#### [Data supplied]
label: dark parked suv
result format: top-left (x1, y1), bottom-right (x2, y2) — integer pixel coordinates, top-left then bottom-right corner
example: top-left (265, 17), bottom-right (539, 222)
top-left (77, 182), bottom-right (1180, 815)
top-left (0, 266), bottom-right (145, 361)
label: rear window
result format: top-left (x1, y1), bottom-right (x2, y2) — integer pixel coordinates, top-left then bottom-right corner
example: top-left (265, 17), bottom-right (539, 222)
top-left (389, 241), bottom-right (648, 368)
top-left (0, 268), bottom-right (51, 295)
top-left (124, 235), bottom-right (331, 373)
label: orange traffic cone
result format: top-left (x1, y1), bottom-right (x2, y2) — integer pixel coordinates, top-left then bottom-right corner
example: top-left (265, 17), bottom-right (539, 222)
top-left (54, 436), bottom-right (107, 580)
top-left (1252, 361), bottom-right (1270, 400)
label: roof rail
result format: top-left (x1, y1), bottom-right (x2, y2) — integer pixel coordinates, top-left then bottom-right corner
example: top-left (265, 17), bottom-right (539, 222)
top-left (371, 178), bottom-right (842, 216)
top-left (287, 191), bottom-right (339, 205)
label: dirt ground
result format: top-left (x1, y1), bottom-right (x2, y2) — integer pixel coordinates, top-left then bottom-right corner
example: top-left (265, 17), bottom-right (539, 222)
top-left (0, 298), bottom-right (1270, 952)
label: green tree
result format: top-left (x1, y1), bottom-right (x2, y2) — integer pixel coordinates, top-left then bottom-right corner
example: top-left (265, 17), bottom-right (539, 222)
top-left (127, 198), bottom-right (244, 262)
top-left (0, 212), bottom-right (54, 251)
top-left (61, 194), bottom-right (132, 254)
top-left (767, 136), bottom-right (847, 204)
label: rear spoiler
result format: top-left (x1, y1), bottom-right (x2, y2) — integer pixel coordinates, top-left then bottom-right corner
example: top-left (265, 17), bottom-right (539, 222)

#### [Problem requirements]
Render every line of the listing above as a JSON list of strings, one string per line, and leave out blank lines.

#### [Worked answer]
[
  "label: dark parked suv",
  "result format: top-left (x1, y1), bottom-right (x2, y2) — integer pixel coordinates, top-left then bottom-right corner",
  "example: top-left (265, 17), bottom-right (539, 222)",
  "top-left (77, 182), bottom-right (1180, 815)",
  "top-left (0, 266), bottom-right (145, 361)",
  "label: rear window",
  "result format: top-left (x1, y1), bottom-right (x2, y2) — integer pixel coordinates, top-left then bottom-right corner",
  "example: top-left (265, 17), bottom-right (539, 222)",
  "top-left (389, 241), bottom-right (648, 368)",
  "top-left (0, 268), bottom-right (51, 295)",
  "top-left (124, 235), bottom-right (331, 373)",
  "label: orange traffic cone",
  "result format: top-left (x1, y1), bottom-right (x2, y2) — integer pixel coordinates, top-left then bottom-right corner",
  "example: top-left (265, 17), bottom-right (539, 222)",
  "top-left (54, 436), bottom-right (107, 580)",
  "top-left (1252, 361), bottom-right (1270, 400)",
  "label: roof rail",
  "result format: top-left (x1, y1), bottom-right (x2, y2) — integer pixel coordinates, top-left then bottom-right corner",
  "example: top-left (265, 17), bottom-right (539, 222)",
  "top-left (371, 178), bottom-right (842, 216)",
  "top-left (287, 191), bottom-right (339, 205)",
  "label: dirt ground",
  "result format: top-left (x1, y1), bottom-right (x2, y2) — integer pixel coordinates, top-left then bottom-right corner",
  "example: top-left (265, 17), bottom-right (539, 222)",
  "top-left (0, 298), bottom-right (1270, 952)",
  "label: green tree",
  "result format: top-left (x1, y1), bottom-right (x2, y2) — integer pixel coordinates, top-left then bottom-right corner",
  "example: top-left (265, 17), bottom-right (539, 222)",
  "top-left (127, 198), bottom-right (244, 262)",
  "top-left (0, 212), bottom-right (54, 251)",
  "top-left (61, 194), bottom-right (132, 254)",
  "top-left (767, 136), bottom-right (847, 204)",
  "label: rear spoiler",
  "result format: top-left (x1, y1), bottom-right (x2, y2) — integer pixel coordinates, top-left then bottom-right corner",
  "example: top-left (265, 17), bottom-right (539, 222)"
]